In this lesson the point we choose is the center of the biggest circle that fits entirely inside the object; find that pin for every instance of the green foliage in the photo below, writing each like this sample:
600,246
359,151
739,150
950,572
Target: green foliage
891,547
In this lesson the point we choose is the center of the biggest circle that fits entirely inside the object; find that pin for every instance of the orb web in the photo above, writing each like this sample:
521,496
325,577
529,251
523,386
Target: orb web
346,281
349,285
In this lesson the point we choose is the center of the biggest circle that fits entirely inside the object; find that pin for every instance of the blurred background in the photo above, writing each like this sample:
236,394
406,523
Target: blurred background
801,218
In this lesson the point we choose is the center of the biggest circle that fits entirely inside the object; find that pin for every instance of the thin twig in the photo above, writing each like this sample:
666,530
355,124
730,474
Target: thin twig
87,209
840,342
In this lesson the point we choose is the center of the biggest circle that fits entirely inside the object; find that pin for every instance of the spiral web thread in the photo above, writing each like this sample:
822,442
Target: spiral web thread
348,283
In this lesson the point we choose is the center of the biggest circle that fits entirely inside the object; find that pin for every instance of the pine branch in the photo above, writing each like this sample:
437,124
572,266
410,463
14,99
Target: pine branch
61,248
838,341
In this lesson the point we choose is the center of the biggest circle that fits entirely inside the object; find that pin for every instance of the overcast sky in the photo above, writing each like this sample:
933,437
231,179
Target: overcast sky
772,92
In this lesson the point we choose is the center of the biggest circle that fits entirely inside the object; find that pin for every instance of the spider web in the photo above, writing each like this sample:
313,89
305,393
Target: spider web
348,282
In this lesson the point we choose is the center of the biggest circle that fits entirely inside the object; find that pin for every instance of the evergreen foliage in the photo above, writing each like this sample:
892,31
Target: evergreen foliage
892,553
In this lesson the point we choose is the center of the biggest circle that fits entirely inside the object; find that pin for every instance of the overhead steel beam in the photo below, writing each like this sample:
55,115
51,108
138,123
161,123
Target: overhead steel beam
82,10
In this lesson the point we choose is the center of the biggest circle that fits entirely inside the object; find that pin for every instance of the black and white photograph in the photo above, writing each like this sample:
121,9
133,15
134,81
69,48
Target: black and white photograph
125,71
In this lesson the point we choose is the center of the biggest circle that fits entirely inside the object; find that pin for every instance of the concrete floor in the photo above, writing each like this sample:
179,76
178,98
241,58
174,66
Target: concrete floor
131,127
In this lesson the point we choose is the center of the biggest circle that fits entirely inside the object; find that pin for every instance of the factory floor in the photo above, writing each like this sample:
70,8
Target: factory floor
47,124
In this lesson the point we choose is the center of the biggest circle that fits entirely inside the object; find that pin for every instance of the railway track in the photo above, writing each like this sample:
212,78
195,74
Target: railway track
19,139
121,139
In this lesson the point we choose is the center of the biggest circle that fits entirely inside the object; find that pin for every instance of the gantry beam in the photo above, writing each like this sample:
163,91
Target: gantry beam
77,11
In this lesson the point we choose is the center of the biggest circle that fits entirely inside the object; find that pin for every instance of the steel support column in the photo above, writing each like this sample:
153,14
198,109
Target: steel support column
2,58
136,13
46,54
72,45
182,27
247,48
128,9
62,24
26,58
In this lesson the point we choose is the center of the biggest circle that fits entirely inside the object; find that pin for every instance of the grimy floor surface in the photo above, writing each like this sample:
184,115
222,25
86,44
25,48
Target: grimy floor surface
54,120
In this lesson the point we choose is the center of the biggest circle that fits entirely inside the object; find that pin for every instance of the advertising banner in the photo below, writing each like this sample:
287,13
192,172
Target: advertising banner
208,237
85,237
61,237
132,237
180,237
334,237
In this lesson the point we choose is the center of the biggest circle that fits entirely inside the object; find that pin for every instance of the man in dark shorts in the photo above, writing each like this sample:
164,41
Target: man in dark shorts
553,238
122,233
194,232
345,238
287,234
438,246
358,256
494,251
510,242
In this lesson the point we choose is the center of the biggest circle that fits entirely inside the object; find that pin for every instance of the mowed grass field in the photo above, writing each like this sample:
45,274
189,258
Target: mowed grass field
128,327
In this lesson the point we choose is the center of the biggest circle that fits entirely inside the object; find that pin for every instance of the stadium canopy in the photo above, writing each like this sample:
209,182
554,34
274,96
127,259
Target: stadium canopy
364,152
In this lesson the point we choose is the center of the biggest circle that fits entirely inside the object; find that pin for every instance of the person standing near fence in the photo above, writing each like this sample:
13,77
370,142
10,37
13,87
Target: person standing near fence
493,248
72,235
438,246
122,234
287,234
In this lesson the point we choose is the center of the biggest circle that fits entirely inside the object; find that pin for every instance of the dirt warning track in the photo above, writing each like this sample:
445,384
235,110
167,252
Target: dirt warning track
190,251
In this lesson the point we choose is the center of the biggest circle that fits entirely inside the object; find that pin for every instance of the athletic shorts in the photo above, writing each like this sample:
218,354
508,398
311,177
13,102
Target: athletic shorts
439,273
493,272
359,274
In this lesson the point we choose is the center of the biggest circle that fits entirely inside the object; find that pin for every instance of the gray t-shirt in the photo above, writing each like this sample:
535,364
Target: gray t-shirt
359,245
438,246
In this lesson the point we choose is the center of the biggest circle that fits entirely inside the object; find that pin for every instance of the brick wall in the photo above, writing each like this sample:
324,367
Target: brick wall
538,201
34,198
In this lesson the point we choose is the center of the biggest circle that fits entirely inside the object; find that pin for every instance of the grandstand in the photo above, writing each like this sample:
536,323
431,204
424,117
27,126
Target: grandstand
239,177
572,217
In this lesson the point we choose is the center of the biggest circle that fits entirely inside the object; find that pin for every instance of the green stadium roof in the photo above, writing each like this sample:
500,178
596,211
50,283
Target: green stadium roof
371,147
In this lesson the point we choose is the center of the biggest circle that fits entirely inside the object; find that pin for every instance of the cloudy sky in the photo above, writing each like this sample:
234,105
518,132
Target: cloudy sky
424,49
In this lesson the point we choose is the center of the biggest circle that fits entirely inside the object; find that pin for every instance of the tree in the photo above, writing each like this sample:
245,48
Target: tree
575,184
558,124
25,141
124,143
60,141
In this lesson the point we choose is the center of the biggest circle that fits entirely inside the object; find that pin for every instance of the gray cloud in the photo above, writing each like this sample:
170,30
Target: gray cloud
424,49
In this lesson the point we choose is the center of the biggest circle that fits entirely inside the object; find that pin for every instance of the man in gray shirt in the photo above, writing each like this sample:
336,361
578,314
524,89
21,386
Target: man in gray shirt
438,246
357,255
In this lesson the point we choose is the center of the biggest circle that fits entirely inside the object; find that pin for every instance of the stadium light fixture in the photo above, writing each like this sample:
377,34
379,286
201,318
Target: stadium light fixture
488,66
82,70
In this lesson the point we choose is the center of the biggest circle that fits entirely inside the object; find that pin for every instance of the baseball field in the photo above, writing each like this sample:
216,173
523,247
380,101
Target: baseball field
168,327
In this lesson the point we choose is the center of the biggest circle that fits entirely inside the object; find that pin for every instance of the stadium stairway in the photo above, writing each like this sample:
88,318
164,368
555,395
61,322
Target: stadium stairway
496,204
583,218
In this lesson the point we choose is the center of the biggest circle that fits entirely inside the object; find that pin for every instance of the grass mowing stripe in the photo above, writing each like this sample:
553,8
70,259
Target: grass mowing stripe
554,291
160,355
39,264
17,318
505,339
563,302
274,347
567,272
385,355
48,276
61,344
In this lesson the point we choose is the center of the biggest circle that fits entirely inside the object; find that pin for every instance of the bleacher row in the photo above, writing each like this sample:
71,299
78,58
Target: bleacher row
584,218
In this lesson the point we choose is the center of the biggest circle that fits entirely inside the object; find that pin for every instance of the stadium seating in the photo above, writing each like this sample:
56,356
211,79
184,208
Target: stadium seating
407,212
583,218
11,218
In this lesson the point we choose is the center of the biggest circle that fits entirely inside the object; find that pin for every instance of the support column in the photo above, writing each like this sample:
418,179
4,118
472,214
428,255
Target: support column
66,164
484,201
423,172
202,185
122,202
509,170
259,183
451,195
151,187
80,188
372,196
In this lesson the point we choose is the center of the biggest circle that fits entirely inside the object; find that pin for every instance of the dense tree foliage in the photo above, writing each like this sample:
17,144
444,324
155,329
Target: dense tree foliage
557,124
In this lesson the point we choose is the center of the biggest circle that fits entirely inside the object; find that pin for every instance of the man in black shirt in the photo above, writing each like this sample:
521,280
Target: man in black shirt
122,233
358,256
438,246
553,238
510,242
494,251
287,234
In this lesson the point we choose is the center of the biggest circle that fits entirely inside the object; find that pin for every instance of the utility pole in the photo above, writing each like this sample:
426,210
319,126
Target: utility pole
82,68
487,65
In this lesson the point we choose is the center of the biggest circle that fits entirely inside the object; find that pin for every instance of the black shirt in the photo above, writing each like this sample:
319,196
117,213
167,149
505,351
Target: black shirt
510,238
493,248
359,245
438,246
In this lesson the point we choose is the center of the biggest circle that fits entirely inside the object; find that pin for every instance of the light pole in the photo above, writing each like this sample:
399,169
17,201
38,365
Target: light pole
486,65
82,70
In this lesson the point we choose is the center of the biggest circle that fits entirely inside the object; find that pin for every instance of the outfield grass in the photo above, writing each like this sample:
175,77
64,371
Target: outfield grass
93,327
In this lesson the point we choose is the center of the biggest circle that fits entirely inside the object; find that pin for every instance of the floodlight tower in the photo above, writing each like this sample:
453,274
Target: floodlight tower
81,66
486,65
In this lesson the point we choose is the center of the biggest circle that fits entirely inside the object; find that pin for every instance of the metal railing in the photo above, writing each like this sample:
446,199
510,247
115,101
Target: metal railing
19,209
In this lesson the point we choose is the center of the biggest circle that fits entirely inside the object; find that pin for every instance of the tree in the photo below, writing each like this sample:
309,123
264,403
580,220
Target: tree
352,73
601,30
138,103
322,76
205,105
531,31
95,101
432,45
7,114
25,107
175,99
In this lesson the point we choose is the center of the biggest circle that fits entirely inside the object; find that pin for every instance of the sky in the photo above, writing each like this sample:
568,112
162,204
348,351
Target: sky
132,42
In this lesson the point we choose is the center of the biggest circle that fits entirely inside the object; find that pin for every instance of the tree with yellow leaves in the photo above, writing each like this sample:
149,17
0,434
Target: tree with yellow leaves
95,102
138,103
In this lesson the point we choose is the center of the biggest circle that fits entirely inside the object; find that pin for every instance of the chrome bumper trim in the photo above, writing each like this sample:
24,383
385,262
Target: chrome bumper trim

▬▬▬▬▬▬

◆ Goal:
Take every line from the one containing "instance of the sky" to the end of the listing and output it exactly, with nothing else.

◆ Final result:
In this lesson the point we choose is the center of the biggest circle that fits entirely inside the object; find that pin for every instance of the sky in the photo above, writing each like this sample:
568,112
162,204
348,351
Target: sky
132,42
In this lesson the point we choose is the center of the biggest circle that fits entirely inside the object; find that pin for every instance of the tree with yellow leaves in the photo above, writing each like this sample:
149,17
0,434
Target: tree with yellow leaves
95,102
138,103
In this lesson the point we choose is the center of the biggest circle that fits entirely inside the object; find that pin for every instance of the chrome bumper trim in the photo above, writing each like this sample:
24,383
385,262
Target: chrome bumper trim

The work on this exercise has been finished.